I run to feel my heart beat hard against my ribs, to feel strong, tough and free. I run from school and the good girls, the bad girls, all the labels. Once, just days before he died of a swollen heart, I ran from the most popular boy in school. And then, the day he died, a new boy arrived. A boy I would run to if he would let me, and maybe he will.
This is the story. It's about love. No matter how hard I try, it's never quite right. But I keep trying. I keep running anyway.
And then, the first line:
I ran.
And then, from the second page:
I was a middle girl. In everything I did.
Samantha Pallas is that middle girl. She is a part of her high school's cross-country team, which is the best team in school. but there are always girls in front of her, leading the pack, winning the races. She watches her classmates succeed in athletics, in school, in life, as she struggles to find her footing. She yearns to be seen, yet is content to get lost in the quiet. Often, she gets lost with a quiet boy, but even then, it is just for a short time, for an eyeblink, then never seen again, for the duration of a heartbeat, never long enough to have that heart fill with love.
Owen, Sam's classmate who died unexpectedly, was also a runner. Farouk, the boy who arrives at their school the day the tragedy is announced at assembly, doubts that Owen died of heart failure.
When Sam's friend Chloe expresses sadness at Sam's being an only child, Sam is quick to correct her: "I'm an only, not a lonely." She won't be an only child much longer: her father's girlfriend, who lives with them, is pregnant.
Sam feels detached from different situations on different levels. She worries that she may disappear altogether, yet she is not without hope, without some happiness.

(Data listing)

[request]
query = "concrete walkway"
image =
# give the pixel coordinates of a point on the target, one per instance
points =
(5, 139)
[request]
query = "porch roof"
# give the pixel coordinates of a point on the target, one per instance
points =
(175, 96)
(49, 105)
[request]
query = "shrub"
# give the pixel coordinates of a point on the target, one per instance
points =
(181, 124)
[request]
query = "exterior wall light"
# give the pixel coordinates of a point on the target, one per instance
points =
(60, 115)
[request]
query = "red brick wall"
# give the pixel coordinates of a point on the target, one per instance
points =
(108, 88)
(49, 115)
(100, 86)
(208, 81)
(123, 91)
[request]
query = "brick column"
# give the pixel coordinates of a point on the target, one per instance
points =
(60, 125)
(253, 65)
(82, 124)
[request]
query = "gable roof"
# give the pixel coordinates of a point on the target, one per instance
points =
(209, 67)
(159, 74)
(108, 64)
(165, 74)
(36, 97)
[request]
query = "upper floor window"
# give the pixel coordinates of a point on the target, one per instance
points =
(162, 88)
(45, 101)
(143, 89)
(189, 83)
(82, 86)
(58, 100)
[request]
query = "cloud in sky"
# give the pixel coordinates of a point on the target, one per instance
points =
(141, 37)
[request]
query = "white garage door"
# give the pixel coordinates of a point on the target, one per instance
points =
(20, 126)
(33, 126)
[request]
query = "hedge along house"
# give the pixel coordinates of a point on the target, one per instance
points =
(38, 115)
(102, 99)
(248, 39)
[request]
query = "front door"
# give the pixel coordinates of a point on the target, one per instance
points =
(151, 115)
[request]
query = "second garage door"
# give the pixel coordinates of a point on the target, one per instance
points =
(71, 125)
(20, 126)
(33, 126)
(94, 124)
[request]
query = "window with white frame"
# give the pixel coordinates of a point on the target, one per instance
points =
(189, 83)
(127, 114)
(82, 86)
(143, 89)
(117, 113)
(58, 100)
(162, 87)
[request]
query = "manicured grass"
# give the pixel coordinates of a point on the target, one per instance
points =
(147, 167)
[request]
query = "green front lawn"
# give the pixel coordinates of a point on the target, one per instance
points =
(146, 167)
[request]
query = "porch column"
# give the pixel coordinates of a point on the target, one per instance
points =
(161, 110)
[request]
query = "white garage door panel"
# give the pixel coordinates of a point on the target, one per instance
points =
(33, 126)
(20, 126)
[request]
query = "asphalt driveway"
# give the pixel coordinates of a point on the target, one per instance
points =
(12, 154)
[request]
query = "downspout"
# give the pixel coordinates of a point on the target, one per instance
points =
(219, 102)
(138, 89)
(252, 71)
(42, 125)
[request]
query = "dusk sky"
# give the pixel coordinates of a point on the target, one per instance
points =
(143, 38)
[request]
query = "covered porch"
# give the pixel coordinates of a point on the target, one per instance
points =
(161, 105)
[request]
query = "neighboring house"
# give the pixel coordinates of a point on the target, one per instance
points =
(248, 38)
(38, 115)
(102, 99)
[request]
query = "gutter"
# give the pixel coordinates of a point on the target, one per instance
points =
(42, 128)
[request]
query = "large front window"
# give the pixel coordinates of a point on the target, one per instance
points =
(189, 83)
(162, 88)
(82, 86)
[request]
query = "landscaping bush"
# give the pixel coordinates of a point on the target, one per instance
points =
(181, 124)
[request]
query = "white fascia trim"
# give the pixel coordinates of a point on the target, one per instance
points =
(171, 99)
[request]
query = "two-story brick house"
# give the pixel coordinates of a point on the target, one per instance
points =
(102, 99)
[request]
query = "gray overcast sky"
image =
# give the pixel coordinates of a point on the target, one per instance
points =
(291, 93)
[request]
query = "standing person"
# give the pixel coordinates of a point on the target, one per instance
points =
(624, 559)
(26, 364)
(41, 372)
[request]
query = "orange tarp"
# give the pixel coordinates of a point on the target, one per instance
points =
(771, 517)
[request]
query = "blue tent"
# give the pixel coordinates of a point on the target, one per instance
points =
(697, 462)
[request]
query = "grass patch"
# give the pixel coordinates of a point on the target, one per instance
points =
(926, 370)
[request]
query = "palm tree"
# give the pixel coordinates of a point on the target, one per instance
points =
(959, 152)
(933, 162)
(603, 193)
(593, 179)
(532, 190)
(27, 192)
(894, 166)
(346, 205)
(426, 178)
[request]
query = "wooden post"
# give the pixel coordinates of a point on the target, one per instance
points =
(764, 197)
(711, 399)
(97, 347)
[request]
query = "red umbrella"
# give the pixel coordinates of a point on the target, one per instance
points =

### EXERCISE INSTRUCTIONS
[a] In the book description, who is pregnant?
[b] Retype the part of the book description starting at "I run to feel" and ending at "keep running anyway.".
[c] Continue the book description from its last sentence.

### ANSWER LIST
[a] Sam's father's girlfriend, who lives with them.

[b]
I run to feel my heart beat hard against my ribs, to feel strong, tough and free. I run from school and the good girls, the bad girls, all the labels. Once, just days before he died of a swollen heart, I ran from the most popular boy in school. And then, the day he died, a new boy arrived. A boy I would run to if he would let me, and maybe he will.
This is the story. It's about love. No matter how hard I try, it's never quite right. But I keep trying. I keep running anyway.

[c]
Swollen has something in common with The Book Thief by Markus Zusak and The Great Gatsby by F. Scott Fitzgerald: I can open the book up to almost any page and find a quote that I love.
And so I waited in the library and touched the spines of the books I should have read long ago to make myself smart, to keep up with him. - Page 161
I have recommended Melissa Lion's novels to my customers many times. I would really love if someone would reading this blog would take me up on this recommendation. Swollen was an amazing debut novel and Upstream was an amazing sophomore release. Both made it onto my Best Books of 2005 list. Both blew me away.
If you like novels by Sarah Dessen - especially The Truth about Forever - then you must read Swollen by Melissa Lion immediately.
This is the first of three entries I posted regarding Swollen and Melissa Lion. I had the opportunity to speak with Melissa Lion at length about her writing career. Read the interview. She then shared something that really struck me, and that she has permitted me to reprint here. A million thanks, Melissa.
Read an excerpt of Swollen at the Random House website. Note that this excerpt is from Chapter One, but the book opens with a brief, powerful untitled prologue, which I quoted at the beginning of this post.
Visit Melissa Lion's website.
Today is the fourth day of Recommendations Under the Radar, a week-long literature project. Radar Recommendations was dreamed up by Colleen of Chasing Ray, and many blogs are participating in an effort to attract new readers to stories that are worthy of more attention and discussion. Here's my schedule.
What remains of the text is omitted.